SET TASK 1 :: In the records, rewrite the stretch from the line containing "segment --target grassy" through the line containing "408L782 399L790 380L669", replacing "grassy bank" with "riverbank" and leaving everything else unchanged.

Skip to content

Schedulers

Schedulers

Xqute supports multiple scheduler backends for different computing environments. Each scheduler provides a unified interface while handling backend-specific details.

Available Schedulers

Local Scheduler

Overview

Runs jobs directly on the local machine. Best for: - Development and testing - Small-scale processing - Single-machine workloads

Basic Usage

from xqute import Xqute

xqute = Xqute(
    scheduler='local',
    forks=4,  # Max 4 concurrent jobs
)

await xqute.feed(['echo', 'Hello'])
await xqute.run_until_complete()

Configuration Options

xqute = Xqute(
    scheduler='local',
    forks=4,              # Max concurrent jobs
    workdir='./.xqute',   # Job metadata directory
)

Use Cases

  • Running small batches of jobs
  • Testing job pipelines
  • Processing data on a single machine
  • Development and debugging

Limitations

  • Limited to local machine resources
  • No cluster management
  • No job priority queues

SGE Scheduler

Overview

Integrates with Sun Grid Engine (SGE) for HPC cluster job management. Best for: - University and research clusters - Traditional HPC environments - Job queue management with resource allocation

Basic Usage

from xqute import Xqute

xqute = Xqute(
    scheduler='sge',
    forks=100,
    scheduler_opts={
        'q': '1-day',  # Queue name
    }
)

for i in range(100):
    await xqute.feed(['echo', f'Job {i}'])

await xqute.run_until_complete()

INFORMATION SHOWN ::

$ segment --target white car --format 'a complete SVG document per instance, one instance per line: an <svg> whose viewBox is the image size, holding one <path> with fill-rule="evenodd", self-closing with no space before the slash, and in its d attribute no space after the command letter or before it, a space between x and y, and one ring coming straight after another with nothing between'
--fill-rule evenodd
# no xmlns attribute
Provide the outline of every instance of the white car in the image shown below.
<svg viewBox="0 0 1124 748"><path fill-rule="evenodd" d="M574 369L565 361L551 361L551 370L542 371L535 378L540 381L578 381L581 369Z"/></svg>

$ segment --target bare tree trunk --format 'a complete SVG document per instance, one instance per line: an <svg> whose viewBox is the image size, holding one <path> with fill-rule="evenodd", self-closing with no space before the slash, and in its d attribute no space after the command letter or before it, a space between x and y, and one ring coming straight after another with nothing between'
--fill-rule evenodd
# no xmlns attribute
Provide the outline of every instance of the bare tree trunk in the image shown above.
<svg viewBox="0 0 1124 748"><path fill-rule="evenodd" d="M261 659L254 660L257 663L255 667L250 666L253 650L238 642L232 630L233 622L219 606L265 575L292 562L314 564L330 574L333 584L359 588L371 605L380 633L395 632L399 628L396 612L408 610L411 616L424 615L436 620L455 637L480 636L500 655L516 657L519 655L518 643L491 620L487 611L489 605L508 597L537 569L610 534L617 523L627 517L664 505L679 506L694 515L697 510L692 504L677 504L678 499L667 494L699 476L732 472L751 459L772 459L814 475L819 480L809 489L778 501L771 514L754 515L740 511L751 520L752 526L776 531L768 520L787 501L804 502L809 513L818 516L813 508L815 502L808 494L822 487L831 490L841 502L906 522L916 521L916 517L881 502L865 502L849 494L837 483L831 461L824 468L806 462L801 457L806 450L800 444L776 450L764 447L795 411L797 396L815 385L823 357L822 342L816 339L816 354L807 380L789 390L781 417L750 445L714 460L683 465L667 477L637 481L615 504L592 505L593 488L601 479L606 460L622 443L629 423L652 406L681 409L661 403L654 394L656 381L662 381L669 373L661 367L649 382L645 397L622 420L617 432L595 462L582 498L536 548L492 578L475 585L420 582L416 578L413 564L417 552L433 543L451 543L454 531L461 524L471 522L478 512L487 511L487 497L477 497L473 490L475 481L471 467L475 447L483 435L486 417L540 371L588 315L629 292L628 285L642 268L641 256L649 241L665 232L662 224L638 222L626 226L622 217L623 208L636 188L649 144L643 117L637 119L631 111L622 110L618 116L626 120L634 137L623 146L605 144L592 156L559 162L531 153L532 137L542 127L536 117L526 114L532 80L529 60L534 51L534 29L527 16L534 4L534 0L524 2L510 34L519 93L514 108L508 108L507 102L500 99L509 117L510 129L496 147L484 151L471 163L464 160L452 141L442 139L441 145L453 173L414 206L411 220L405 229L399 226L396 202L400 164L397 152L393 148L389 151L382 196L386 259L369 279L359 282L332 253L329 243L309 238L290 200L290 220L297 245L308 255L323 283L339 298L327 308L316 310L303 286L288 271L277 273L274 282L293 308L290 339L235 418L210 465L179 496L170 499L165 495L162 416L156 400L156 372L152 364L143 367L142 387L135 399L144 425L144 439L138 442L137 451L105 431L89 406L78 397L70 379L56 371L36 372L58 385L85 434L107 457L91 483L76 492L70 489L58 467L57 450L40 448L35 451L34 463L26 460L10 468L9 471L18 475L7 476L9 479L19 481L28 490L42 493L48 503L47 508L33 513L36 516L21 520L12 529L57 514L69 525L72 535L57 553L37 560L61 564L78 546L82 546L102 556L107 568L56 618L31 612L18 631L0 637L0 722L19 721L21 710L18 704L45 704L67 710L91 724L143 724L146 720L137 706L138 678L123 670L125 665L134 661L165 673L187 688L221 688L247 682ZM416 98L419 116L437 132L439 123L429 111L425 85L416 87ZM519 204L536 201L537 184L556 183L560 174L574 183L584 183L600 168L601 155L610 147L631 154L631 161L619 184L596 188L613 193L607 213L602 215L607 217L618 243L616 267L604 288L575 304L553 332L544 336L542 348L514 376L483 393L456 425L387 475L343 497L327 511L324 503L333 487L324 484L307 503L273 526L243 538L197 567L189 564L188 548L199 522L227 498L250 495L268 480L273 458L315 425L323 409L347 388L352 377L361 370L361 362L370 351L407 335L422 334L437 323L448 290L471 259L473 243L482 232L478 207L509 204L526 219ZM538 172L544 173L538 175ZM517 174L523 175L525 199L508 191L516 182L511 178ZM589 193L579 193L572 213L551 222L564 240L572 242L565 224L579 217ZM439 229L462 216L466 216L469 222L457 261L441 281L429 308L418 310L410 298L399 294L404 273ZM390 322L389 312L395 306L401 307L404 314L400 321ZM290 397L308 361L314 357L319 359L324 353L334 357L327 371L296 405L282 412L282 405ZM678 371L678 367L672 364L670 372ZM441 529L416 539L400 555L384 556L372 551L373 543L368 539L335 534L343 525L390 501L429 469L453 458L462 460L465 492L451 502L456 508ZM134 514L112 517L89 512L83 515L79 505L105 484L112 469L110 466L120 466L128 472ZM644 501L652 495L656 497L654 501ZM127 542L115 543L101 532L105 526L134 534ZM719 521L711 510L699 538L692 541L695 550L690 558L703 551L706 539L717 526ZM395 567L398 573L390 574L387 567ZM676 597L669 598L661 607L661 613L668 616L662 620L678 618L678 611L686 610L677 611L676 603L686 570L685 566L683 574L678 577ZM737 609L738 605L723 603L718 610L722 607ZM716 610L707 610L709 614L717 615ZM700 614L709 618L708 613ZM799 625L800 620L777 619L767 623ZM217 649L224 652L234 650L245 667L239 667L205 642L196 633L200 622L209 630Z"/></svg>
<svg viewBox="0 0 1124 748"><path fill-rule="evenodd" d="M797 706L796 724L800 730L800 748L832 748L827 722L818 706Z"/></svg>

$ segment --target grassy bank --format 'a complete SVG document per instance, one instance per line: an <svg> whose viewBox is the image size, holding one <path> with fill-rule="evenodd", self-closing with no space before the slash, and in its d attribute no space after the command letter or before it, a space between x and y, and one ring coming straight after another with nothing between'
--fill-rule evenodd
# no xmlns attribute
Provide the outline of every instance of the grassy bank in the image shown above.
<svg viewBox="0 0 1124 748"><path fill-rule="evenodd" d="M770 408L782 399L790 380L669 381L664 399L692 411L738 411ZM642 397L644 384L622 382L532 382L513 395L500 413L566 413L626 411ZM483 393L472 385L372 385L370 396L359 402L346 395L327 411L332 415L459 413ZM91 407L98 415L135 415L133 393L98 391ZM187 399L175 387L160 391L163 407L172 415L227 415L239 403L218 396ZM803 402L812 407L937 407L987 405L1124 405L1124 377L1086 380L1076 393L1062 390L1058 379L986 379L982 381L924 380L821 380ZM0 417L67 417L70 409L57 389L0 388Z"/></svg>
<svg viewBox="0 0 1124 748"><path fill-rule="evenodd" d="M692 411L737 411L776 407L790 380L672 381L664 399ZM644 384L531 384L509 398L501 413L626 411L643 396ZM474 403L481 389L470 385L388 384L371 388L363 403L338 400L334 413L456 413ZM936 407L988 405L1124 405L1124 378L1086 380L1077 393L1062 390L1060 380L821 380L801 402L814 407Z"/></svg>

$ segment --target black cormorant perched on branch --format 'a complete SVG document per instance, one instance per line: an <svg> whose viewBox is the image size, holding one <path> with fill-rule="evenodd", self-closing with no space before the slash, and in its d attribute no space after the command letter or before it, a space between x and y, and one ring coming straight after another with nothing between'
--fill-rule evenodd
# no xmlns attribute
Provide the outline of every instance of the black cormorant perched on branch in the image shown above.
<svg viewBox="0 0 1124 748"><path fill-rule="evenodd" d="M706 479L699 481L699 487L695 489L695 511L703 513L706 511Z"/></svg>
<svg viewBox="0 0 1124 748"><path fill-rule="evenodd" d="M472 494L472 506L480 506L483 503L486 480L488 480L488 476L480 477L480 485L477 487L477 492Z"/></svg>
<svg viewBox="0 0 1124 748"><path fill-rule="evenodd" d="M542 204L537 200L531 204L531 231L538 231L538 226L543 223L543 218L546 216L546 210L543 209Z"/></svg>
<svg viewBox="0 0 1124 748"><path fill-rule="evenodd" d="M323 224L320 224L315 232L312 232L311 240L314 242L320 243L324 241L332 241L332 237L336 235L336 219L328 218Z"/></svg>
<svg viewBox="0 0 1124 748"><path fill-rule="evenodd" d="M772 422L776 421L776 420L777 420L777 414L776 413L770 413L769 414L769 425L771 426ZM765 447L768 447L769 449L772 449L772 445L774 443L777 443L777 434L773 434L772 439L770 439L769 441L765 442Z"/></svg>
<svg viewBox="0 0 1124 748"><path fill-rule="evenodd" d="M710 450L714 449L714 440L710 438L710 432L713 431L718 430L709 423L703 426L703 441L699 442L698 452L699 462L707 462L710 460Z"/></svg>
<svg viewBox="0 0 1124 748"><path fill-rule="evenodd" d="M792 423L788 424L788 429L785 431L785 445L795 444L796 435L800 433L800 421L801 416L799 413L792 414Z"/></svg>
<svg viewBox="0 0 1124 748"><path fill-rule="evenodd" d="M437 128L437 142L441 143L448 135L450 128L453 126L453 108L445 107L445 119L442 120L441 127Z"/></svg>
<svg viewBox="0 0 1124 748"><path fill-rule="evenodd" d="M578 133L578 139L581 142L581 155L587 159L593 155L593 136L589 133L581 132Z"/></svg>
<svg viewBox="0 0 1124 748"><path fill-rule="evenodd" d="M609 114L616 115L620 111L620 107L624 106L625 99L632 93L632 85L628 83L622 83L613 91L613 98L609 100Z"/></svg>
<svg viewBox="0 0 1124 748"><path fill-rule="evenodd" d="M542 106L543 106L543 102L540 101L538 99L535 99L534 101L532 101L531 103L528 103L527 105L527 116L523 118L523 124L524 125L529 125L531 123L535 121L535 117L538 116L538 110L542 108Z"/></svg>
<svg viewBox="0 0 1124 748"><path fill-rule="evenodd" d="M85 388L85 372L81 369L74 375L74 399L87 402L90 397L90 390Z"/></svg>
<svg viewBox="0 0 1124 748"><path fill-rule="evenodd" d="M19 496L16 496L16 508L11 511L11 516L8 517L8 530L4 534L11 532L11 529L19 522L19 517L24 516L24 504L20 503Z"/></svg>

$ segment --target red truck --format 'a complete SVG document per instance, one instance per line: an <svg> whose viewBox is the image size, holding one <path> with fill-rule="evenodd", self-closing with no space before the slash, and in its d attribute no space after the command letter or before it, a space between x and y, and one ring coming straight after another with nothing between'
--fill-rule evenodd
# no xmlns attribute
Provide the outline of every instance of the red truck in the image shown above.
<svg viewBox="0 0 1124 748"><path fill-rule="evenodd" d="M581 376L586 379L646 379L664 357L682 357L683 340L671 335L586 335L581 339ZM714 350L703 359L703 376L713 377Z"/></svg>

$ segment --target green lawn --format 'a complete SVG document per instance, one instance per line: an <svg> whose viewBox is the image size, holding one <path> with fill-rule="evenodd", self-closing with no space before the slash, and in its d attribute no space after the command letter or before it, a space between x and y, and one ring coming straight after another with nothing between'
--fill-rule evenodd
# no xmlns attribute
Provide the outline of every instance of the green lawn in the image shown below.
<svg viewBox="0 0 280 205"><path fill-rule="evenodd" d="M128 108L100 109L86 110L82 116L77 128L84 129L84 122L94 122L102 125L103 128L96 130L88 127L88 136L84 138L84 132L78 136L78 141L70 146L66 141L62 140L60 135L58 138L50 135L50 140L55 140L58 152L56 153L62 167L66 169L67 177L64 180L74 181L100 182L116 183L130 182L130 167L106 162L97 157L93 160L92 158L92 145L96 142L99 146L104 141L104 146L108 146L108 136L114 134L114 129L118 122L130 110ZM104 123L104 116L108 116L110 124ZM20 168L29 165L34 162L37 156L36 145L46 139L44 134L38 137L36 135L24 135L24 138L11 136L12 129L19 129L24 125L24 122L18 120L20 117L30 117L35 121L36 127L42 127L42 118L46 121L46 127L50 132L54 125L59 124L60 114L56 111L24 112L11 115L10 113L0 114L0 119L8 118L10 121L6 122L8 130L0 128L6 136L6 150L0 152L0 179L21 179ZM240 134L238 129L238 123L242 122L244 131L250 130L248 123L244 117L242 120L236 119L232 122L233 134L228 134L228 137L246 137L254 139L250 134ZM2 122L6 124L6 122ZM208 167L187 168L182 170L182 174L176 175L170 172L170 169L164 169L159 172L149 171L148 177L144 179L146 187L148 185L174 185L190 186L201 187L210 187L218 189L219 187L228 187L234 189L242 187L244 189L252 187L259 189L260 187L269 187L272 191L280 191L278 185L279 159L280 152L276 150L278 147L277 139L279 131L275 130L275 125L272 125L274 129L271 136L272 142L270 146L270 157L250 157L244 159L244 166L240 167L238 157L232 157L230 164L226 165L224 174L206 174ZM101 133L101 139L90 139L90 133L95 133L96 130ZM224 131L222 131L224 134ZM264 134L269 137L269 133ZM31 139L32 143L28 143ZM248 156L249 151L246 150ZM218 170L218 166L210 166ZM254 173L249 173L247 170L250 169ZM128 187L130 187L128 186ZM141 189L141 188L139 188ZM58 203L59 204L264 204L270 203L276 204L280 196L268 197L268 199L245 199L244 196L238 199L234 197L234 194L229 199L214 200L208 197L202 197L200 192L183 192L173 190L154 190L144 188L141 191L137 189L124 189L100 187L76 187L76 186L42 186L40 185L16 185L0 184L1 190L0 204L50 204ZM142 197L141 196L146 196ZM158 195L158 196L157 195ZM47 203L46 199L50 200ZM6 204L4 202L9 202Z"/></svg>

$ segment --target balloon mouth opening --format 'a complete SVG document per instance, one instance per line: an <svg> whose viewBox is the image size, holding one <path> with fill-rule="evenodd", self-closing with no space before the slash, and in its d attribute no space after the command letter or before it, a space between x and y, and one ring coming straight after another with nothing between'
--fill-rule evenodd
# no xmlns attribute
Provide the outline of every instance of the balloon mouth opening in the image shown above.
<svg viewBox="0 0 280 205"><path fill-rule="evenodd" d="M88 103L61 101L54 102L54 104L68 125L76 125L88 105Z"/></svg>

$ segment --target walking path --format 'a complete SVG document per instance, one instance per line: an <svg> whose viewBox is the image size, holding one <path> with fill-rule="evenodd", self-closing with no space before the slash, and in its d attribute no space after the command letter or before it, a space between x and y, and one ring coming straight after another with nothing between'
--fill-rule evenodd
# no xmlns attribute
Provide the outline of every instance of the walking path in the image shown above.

SET TASK 2 :: According to the page on Xqute schedulers, what are the limitations of the local scheduler?

TASK ANSWER 1 ::
$ segment --target riverbank --format 'a complete SVG document per instance, one instance per line: an <svg> whose viewBox is the image size, holding one <path> with fill-rule="evenodd", self-closing with no space before the slash, and in its d attribute no space after the command letter or before it, a space between x and y, and one ring coming straight after another with nothing between'
--fill-rule evenodd
# no xmlns attribute
Provide the outline of every instance of the riverbank in the image shown above.
<svg viewBox="0 0 1124 748"><path fill-rule="evenodd" d="M770 408L782 399L790 380L669 381L664 399L692 411L738 411ZM642 397L644 384L622 382L532 382L513 395L500 413L566 413L626 411ZM483 393L472 385L372 385L370 396L359 402L346 395L327 411L332 415L459 413ZM91 407L98 415L135 415L133 393L98 391ZM187 399L175 387L160 391L163 407L172 415L227 415L239 403L218 396ZM803 402L812 407L937 407L987 405L1124 405L1124 377L1086 380L1076 393L1062 390L1058 379L986 379L982 381L924 380L821 380ZM0 417L67 417L70 409L57 389L0 388Z"/></svg>

TASK ANSWER 2 :: It is limited to local machine resources, has no cluster management, and has no job priority queues.